Angezeigter Text =
——

Städtische Bühnen Frankfurt am Main GmbH (Hg.)

Ein Haus für das Theater

50 Jahre Städtische Bühnen Frankfurt am Main 1963–2013

Rubrik: Bücher
Verlag/Label: Henschel, Leipzig 2013
erschienen in: das Orchester 03/2014 , Seite 69

Ungewöhnlich ist, dass ein Gebäude eine Festschrift zum 50. Geburtstag bekommt. Ungewöhnlich ist auch die Geschichte der Städtischen Bühnen Frankfurt, die seit 1963 in der „Theaterdoppelanlage“ am heutigen Willy-Brandt-Platz vereint sind. Über die Vorgeschichte informieren das Geleitwort des langjährigen Kulturdezernenten Hilmar Hoffmann und der Aufsatz des FAZ-Architekturkritikers Dieter Bartetzko über „Die unendliche Baugeschichte der Städtischen Bühnen Frankfurt“.
Allzu viel über die Wechselbeziehung zwischen Architektur und Theater erfährt man in dem umfangreichen, mit Aufführungsfotos reichlich ausgestatteten Band aber nicht. Eher ist es eine Geschichte der Theaterproduktionen und noch mehr der Menschen, die in dem Gebäudekomplex und seinen Außenspielstätten Theater gemacht haben – einschließlich des manchmal spannungsreichen Neben- und Miteinanders von zwei, zeitweise auch drei Sparten mit getrennter Leitung. Besonders traurig liest sich die vom Theaterwissenschaftler Gerald Siegmund beschriebene Geschichte des Balletts, das nach vielen Leitungswechseln erst ab 1984 unter William Forsythe zu einer klaren Linie fand. Die Verselbstständigung der Sparte und die Freistellung von Operndiensten erwiesen sich mit dem Weggang von Forsythe als Scheinerfolg: 2004 schloss die Stadt Frankfurt am Main die Ballettsparte aus Kostengründen.
Vieles der Frankfurter Theatergeschichte liest sich als Lehrstück – im Positiven wie im Negativen. Wer heute an öffentlichen Häusern versucht, traditionelle Hierarchien abzubauen oder abzuflachen – wie etwa im benachbarten Mainz der kommende Intendant Markus Müller –, wird aufmerksam studieren, was bei Hoffmann und im Beitrag des Theaterkritikers Michael Eberth über die Phase der Ensemble-Mitbestimmung am Schauspiel zu lesen ist. Insgesamt teilen sich die Schauspiel-Chronik sechs Autoren mit unterschiedlichen Perspektiven. Die vom zeitweiligen Schauspiel-Intendanten Günther Rühle beschriebene Ära des Generalintendanten Harry Buckwitz (1951-1968) ist auch für das Musiktheater von Interesse.

——

Arbeitsauftrag = Aus welchem Grund schloss die Stadt Frankfurt am Main laut der Rezension im Jahr 2004 die Ballettsparte? Stützen Sie sich ausschließlich auf den Text.

Gespeicherte Daten:
——

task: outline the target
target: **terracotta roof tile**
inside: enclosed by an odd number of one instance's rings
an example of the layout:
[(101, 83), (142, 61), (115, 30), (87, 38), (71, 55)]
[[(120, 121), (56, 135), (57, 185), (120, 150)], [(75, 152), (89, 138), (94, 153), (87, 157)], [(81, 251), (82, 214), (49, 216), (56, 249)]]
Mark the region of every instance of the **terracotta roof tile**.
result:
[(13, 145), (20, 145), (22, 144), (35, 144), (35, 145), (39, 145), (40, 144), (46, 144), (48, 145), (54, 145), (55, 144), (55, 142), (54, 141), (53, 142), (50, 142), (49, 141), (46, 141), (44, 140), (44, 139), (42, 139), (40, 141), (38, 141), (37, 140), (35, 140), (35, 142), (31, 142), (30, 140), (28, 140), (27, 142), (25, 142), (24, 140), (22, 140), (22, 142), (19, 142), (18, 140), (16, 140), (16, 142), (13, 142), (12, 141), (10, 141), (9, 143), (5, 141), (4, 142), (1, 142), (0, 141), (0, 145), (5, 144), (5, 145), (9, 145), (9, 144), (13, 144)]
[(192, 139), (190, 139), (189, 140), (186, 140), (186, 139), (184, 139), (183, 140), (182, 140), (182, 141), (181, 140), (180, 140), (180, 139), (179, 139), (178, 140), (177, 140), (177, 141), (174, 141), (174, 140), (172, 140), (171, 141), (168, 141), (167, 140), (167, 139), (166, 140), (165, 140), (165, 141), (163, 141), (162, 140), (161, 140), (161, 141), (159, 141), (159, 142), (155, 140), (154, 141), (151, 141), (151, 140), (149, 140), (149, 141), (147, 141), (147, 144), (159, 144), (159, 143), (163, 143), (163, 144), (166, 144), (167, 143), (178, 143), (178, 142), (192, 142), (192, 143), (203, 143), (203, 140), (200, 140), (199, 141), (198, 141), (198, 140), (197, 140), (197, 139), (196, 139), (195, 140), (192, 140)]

——

Musterlösung = Aus Kostengründen.